• WORK INSTRUCTIONS
**a.** According to the text about the Aurora detainee lawsuit, about how many people make up the two classes combined?
**b.** Translate this sentence from the text about the Aurora detainee lawsuit into Spanish: "The lawsuit centered on the facility's Sanitation Policy and Voluntary Work Program (VWP)."

On February 9, 2018, the Tenth Circuit court of appeals upheld the certification of two classes of immigration detainees who were forced by GEO Group to labor without pay or to "volunteer" to labor for $1 per day.

Nine immigration detainees held at the Aurora Detention Facility, a 1,500-bed facility operated by the GEO Group for U.S. Immigrations and Customs Enforcement, filed a federal civil rights lawsuit alleging their being forced to labor to clean common areas without pay violated the Trafficking Victims Protection Act, 18 U.S.C. § 1589, and their being paid $1 a day for "voluntary" labor in other areas of the facility violated the Colorado unjust enrichment law, a common law equitable theory of recovery. They moved for certification of two classes: (1) all detainees housed at Aurora in the past 10 years; and (2) all detainees who participated in Aurora's voluntary work program in the past three years. The classes total about 67,000 people.

The court certified both classes. GEO filed an interlocutory appeal.

The Tenth Circuit noted that its decision was limited to whether the certification of a class was an abuse of discretion. The lawsuit centered on the facility's Sanitation Policy and Voluntary Work Program (VWP).

• DATA SECTION
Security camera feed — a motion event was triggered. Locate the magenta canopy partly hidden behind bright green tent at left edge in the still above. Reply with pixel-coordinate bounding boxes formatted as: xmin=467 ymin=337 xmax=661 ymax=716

• ANSWERS BY ITEM
**a.** About 67,000 people.

**b.** La demanda se centraba en la Política de Saneamiento y el Programa de Trabajo Voluntario (VWP) de la instalación.